Exercise instructions: Your answer should be one number: the count of lines in these entries that hold the word "mouth".

BEGIN Dataset entries

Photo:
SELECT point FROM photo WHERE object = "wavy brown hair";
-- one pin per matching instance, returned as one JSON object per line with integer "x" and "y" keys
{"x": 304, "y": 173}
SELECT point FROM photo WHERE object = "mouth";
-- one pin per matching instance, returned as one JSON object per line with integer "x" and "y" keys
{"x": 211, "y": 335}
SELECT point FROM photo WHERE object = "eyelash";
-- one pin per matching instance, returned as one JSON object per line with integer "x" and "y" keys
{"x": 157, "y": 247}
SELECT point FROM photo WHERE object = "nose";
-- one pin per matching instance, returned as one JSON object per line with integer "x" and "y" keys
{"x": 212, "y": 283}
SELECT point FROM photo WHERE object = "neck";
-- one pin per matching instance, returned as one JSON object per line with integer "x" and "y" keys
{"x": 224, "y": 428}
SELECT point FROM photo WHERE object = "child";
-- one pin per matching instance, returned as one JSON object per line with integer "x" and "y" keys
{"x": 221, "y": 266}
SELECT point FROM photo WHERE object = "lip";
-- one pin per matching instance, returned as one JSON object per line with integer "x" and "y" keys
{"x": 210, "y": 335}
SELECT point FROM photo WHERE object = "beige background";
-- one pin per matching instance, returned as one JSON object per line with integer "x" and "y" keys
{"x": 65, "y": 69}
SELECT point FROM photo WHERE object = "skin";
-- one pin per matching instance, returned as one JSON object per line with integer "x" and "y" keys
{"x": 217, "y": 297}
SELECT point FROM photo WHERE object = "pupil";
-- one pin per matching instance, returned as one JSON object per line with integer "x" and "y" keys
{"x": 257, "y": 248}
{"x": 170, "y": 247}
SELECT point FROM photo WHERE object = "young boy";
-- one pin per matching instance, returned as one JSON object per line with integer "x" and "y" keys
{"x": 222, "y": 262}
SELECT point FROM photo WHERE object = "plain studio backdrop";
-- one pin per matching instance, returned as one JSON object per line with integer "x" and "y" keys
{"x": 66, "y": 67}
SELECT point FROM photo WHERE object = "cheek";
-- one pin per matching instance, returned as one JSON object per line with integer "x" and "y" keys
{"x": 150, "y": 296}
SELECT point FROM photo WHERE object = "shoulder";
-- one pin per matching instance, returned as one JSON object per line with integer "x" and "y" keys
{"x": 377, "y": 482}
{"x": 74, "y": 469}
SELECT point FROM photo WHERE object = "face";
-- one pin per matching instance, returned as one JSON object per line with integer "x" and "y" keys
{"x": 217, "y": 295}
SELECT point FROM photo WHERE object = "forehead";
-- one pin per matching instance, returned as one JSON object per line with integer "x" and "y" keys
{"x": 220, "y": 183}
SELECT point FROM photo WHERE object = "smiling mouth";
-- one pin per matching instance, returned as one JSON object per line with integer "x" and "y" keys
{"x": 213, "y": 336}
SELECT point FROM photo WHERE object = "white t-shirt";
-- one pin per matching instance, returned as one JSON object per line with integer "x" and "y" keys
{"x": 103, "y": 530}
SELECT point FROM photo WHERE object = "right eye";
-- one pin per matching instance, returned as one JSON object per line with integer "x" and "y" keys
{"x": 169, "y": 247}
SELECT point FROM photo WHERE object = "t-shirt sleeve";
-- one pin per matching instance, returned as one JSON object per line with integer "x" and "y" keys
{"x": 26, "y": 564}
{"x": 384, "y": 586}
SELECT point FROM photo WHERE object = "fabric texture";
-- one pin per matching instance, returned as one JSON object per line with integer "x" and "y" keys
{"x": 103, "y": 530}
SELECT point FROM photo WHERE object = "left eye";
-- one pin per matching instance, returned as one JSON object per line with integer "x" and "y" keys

END Dataset entries

Answer box: 2